Text provided:
* * *
Even in high school, I was surrounded by the semiconductor companies and all of these international companies. I think what drew me to the school originally was the sense that you could create something new.

Some of the themes through my career I’ve realized in hindsight. Not all of it was super-deliberate. I just wanted to be working with people who wanted to build something new, and to do it in a mission-oriented way. I think all these companies really want to create tools that are helpful to people’s lives. For many reasons, they’ve been able to reach scale, but my time with those companies was always at the earlier end. For me, I’m drawn to that creation phase. Not just of the products, but also the organizations.

The other theme for me is learning. The transitions have all been around, Where might I learn more? I have always wanted to go to smaller and smaller places because, in startup mode, there’s more to do than people. It’s exciting to me to be in those situations.

The self-awareness to learn you like that creation phase—is that something you thought about over time, or did it happen more naturally?

I think, when I left Google, I did want to go to a smaller place, or I knew that at some point I would want to. It wasn’t easy to leave Google at that point.

Google was probably about 16,000 employees when I left, and about 2,000 when I joined.

At some point, you can’t really feel the size of a company. It’s just big. Facebook at the time I joined (2008) wasn’t tiny — it was 400 people. When I got there, I quickly realized, oh, many things are actually figured out even earlier in a company’s history, and so I knew even then that I did want to try to get closer to the creation stage. I had mentors who encouraged me to spend the early part of my career optimizing for learning, and so I had that as a value—to try different things while I had some flexibility. Now, looking back, I’m like, Okay, I really do love that phase, which is what draws me to Chan Zuckerberg.

One of the things I remember most about working together at Facebook is your bringing order and vision to chaos. Things like producing our annual event, f8, every year—I think it was 2010 when we had to line up 80 partners in six weeks, and you brought a sense of calm to it. Is that naturally who you are?
* * *
Excerpted data:
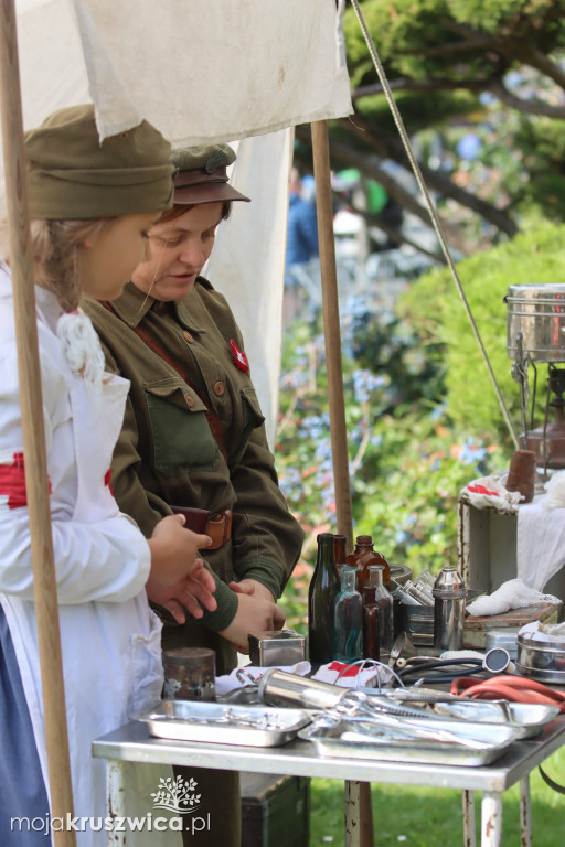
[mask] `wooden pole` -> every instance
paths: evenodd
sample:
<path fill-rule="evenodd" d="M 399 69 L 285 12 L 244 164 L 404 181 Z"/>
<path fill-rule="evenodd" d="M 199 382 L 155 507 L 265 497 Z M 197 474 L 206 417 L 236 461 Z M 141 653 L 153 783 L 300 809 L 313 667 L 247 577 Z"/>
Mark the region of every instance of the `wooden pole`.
* * *
Short exercise 1:
Decide whether each statement below agrees with the career interview, answering yes or no and quoting the deciding words of the text: (a) The interviewee joined Facebook in 2008, when it had 400 people. (b) Google had about 2,000 employees when the interviewee left. (c) According to the interviewer, the 2010 f8 event required lining up 80 partners in six weeks.
Short exercise 2:
Write out everything in the career interview from "I think, when" down to "to Chan Zuckerberg.".

Reply 1:
(a) Yes: "Facebook at the time I joined (2008) wasn’t tiny — it was 400 people."
(b) No: "Google was probably about 16,000 employees when I left, and about 2,000 when I joined."
(c) Yes: "I think it was 2010 when we had to line up 80 partners in six weeks"

Reply 2:
I think, when I left Google, I did want to go to a smaller place, or I knew that at some point I would want to. It wasn’t easy to leave Google at that point.

Google was probably about 16,000 employees when I left, and about 2,000 when I joined.

At some point, you can’t really feel the size of a company. It’s just big. Facebook at the time I joined (2008) wasn’t tiny — it was 400 people. When I got there, I quickly realized, oh, many things are actually figured out even earlier in a company’s history, and so I knew even then that I did want to try to get closer to the creation stage. I had mentors who encouraged me to spend the early part of my career optimizing for learning, and so I had that as a value—to try different things while I had some flexibility. Now, looking back, I’m like, Okay, I really do love that phase, which is what draws me to Chan Zuckerberg.